*** RECORDS SHOWN ***

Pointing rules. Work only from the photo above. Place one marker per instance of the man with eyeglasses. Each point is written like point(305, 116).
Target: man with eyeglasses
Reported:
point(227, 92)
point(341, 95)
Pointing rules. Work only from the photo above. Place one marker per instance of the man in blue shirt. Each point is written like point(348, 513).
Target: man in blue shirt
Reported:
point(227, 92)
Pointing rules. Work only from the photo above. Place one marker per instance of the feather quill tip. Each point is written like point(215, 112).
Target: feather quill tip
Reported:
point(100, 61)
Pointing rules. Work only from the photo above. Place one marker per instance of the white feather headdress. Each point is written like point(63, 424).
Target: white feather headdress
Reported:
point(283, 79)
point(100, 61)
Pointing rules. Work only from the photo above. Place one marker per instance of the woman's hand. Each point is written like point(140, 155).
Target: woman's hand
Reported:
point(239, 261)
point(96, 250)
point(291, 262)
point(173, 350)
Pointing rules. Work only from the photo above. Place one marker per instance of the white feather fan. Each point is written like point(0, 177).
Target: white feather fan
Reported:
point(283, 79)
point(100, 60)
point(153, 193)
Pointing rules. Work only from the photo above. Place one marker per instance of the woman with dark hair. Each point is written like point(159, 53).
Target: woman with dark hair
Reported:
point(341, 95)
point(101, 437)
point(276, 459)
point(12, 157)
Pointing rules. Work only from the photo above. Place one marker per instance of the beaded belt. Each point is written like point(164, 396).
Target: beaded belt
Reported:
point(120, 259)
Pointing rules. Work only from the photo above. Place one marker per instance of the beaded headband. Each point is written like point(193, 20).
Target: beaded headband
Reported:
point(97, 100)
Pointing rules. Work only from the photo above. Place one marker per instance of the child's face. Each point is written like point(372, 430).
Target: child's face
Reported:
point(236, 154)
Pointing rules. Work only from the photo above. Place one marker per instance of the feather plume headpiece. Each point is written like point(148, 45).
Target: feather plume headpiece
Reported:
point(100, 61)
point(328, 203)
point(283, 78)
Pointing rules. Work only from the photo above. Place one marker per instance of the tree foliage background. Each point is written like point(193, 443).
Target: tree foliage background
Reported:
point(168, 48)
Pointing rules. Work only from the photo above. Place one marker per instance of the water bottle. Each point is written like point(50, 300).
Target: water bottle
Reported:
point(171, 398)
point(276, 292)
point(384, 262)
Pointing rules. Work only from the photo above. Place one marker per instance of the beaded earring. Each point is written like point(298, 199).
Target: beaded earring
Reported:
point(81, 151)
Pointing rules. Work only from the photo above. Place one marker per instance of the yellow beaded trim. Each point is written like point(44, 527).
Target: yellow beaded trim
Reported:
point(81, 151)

***

**EXERCISE PROMPT**
Reproduce the records verbatim, from the line containing "like point(63, 424)." through the line containing "point(283, 78)", including both of those lines.

**COMPLETE RESPONSE**
Pointing rules. Work only from the photo above. Place one marker per instance of the white feather headdress. Each point is written like point(63, 424).
Target: white feather headdress
Reported:
point(283, 79)
point(100, 61)
Pointing rules. Work only from the photo above. Place one marker per instance of the woman's hand. Each point is written like point(140, 155).
Target: woman's hand
Reported:
point(239, 261)
point(96, 250)
point(291, 262)
point(173, 350)
Pointing rules. Work only from the photo above. Place one marker per instance of the white feather fan. Each point is written like point(0, 177).
Target: white feather fan
Reported:
point(283, 79)
point(100, 60)
point(153, 193)
Pointing rules. Work only from the photo above. Place one marker per instance of the woman with dark hair. Each point is written like point(159, 53).
Target: woman with dark hair
Reported:
point(341, 95)
point(101, 437)
point(276, 459)
point(12, 157)
Pointing rules. Work only from the photo above. Place one marker per instance of the beaded belt. Each point is written like point(164, 396).
Target: beaded belt
Reported:
point(120, 259)
Pointing rules. Work only from the photo above. Place one marker per instance of the beaded headband. Each point is written like point(193, 20).
Target: beaded headband
Reported:
point(97, 100)
Pointing rules. Work only from the photo above. Place one marker per instance of the child's face. Each point is written like point(372, 430).
Target: child's face
Reported:
point(236, 154)
Pointing rules. Work only from the photo above. Place one marker per instance of the feather plume headpiece. Each point is written like point(148, 45).
Target: feather plume headpiece
Reported:
point(100, 61)
point(328, 203)
point(283, 78)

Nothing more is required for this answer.